* **TASK DESCRIPTION**
Return all the lines below exactly as written. Drop every picture.

* **SOURCE MATERIAL**

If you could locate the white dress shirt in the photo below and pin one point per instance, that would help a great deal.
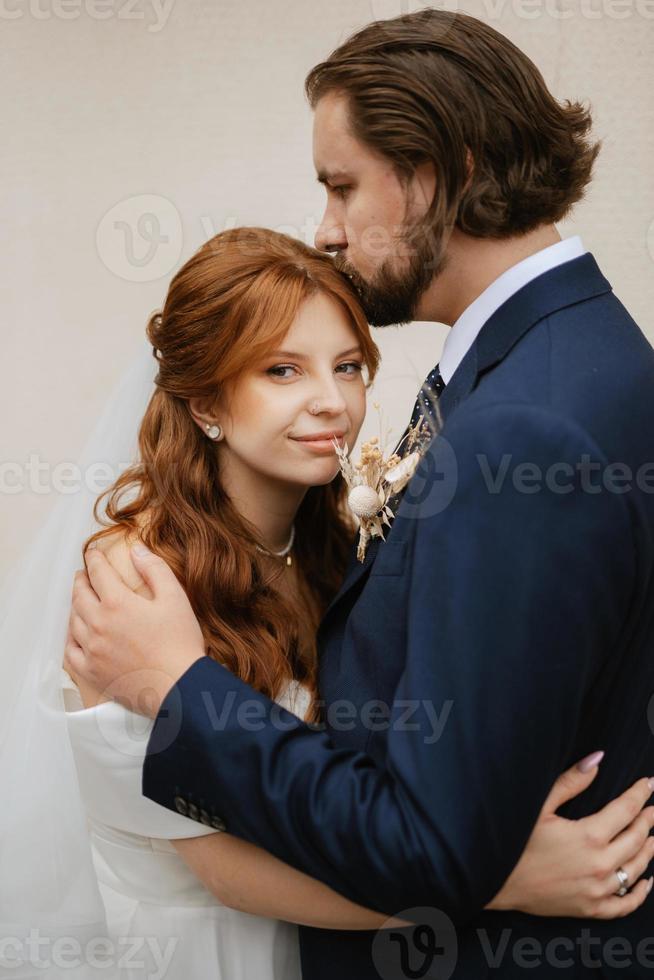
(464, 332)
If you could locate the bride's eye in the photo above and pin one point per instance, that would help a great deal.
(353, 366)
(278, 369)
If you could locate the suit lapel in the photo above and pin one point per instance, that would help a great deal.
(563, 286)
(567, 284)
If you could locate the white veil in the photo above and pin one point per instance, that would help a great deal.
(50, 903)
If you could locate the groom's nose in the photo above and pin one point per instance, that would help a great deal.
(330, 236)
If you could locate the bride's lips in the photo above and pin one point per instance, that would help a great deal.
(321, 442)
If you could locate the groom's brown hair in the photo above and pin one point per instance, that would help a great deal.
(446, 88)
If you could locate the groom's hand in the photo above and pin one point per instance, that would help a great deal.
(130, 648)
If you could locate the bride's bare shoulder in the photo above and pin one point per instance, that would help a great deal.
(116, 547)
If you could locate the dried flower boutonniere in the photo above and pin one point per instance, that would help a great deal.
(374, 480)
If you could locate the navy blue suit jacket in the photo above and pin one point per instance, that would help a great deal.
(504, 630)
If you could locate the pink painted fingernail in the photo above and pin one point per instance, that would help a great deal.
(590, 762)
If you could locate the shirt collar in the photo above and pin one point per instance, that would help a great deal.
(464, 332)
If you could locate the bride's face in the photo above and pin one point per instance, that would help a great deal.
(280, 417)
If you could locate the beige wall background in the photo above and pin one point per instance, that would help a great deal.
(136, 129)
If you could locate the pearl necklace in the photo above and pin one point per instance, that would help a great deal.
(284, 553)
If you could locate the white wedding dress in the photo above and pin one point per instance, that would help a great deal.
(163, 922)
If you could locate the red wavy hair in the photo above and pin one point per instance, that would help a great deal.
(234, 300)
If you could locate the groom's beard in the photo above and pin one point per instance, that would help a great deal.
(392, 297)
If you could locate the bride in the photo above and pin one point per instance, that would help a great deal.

* **SOLUTION TO THIS EXERCISE**
If you could locate the white dress shirt in the photo below and pin one point per instance, that would help a great deal.
(464, 332)
If you could locate the bride's eye in the photo above and pin one point per instance, that would help a great deal.
(353, 366)
(278, 369)
If you could locate the suit lapel in the photo above and pin one point per instance, that would help a great deal.
(563, 286)
(567, 284)
If you could locate the white veil in the photo above and pin one point per instance, that would help a great deal.
(50, 903)
If you could locate the groom's nose in the photo above and pin one point per instance, that would help a great deal.
(330, 236)
If you could locate the bride's lips in the photo above and pin one point per instance, that would help a great deal.
(321, 442)
If you could locate the groom's brown hair in the photo above and pin one point per instance, that would help a great deal.
(446, 88)
If you could locate the groom's hand in the photo above and pin one point per instance, that would help a great deal.
(130, 648)
If you could locate the bride's bare shoulder in the photo above and pin one point per instance, that would help a great deal.
(116, 547)
If you could locate the dried flower boutonniere in the photo above and pin one point per instance, that would help a great deal.
(374, 480)
If you could locate the navy blue suit jacket in the photo above and pin one point per instance, that would help a great deal.
(504, 630)
If you could locate the pink painted fingernail in the photo above and pin one point per instance, that would help a great deal.
(590, 762)
If you could locate the shirt collar in the photo above and pin one point per instance, that would help a great deal.
(464, 332)
If you could locate the bride's face in the photo above and pin one point per instance, that would help a great deal.
(280, 417)
If you could locate the beige wall background in the photo above and pin one point per instance, that would help a great deal.
(136, 129)
If you could locate the pearl necklace in the photo above and pin one point per instance, that would help a great deal.
(284, 553)
If you could locate the white wedding dress in the photo above and pin one point per instance, that would help a great deal.
(163, 922)
If you could locate the red wavy hair in the photo above and pin one point per instance, that would help a great deal.
(234, 300)
If you could locate the groom's beard in the photo above and pin one point per instance, that would help a great deal.
(392, 297)
If you could locate the bride in the photo above and pin one point per instance, that would help a great deal.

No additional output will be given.